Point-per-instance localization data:
*** Begin section ***

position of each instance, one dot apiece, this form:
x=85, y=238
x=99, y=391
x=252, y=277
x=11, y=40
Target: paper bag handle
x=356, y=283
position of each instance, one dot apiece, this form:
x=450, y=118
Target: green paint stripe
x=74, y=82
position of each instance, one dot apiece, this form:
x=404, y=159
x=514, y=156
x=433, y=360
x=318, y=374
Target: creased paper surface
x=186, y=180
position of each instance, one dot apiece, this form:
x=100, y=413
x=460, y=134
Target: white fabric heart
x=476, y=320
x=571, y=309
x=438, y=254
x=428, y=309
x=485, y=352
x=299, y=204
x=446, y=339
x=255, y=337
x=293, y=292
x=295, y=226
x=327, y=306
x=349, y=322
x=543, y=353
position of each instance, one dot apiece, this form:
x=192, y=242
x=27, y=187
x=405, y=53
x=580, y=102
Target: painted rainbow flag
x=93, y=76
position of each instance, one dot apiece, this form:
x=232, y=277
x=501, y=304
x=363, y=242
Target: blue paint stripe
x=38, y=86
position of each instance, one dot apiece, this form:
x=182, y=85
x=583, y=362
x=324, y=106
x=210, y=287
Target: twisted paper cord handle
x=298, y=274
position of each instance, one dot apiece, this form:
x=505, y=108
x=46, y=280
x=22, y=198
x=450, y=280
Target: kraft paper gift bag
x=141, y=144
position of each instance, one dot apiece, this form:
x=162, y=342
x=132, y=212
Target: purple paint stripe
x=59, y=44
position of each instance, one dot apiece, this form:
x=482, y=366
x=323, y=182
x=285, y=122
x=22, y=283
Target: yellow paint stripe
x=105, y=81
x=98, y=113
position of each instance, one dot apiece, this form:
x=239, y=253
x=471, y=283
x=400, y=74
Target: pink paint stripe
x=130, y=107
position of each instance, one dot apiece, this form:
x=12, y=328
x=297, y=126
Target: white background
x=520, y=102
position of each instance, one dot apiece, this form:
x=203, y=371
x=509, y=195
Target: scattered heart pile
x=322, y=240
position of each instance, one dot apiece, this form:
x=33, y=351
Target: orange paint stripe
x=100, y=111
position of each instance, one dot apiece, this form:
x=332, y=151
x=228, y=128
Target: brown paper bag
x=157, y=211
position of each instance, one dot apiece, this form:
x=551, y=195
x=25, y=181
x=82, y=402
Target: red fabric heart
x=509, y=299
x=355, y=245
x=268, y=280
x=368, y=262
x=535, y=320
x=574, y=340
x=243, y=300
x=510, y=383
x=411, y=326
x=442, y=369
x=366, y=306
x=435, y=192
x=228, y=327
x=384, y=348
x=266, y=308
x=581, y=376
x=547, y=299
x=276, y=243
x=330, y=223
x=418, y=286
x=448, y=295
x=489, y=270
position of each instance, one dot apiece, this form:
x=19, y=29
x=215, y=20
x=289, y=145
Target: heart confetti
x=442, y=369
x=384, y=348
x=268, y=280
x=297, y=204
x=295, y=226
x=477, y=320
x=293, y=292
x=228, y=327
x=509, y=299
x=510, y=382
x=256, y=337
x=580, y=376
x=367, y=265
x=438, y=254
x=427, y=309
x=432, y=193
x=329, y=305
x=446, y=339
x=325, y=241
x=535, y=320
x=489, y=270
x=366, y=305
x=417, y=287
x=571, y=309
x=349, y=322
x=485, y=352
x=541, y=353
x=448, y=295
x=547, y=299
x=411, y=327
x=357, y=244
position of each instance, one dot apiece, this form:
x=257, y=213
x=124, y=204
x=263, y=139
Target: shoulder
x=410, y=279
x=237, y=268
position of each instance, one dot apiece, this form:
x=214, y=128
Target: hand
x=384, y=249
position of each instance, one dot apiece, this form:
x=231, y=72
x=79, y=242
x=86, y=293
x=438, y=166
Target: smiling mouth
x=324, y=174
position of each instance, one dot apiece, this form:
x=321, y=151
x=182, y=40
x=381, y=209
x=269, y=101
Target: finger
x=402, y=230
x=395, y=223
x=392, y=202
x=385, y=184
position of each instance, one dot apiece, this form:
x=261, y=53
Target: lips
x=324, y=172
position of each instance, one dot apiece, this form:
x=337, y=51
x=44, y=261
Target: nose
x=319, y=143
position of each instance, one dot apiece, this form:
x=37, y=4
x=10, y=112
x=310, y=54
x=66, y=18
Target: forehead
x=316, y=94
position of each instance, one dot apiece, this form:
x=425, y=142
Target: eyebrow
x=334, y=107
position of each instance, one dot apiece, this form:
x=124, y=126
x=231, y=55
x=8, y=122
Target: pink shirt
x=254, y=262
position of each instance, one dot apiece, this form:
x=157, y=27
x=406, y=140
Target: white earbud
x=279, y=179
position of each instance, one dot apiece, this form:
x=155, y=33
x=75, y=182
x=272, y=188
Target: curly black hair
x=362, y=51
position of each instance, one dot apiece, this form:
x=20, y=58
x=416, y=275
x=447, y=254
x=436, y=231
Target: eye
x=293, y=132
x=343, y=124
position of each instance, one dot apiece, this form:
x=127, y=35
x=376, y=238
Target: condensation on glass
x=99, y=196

*** End section ***

## What is needed
Write out again, exactly, the line containing "x=261, y=53" and every later line of the records. Omit the rest.

## Exercise output
x=261, y=53
Target: lips
x=324, y=172
position of each instance, one dot apiece, this form:
x=337, y=51
x=44, y=261
Target: nose
x=319, y=143
position of each instance, one dot apiece, this form:
x=37, y=4
x=10, y=112
x=310, y=54
x=66, y=18
Target: forehead
x=316, y=94
position of each instance, one dot apiece, this form:
x=425, y=142
Target: eyebrow
x=334, y=107
position of each instance, one dot apiece, this form:
x=124, y=126
x=231, y=55
x=8, y=122
Target: pink shirt
x=254, y=262
position of each instance, one dot apiece, this form:
x=157, y=27
x=406, y=140
Target: white earbud
x=279, y=179
position of each instance, one dot apiece, this form:
x=155, y=33
x=75, y=182
x=272, y=188
Target: curly black hair
x=362, y=51
position of each instance, one dot apiece, this form:
x=20, y=58
x=416, y=275
x=447, y=254
x=436, y=231
Target: eye
x=293, y=132
x=343, y=124
position of each instance, one dot apiece, this form:
x=127, y=35
x=376, y=238
Target: condensation on glass
x=99, y=196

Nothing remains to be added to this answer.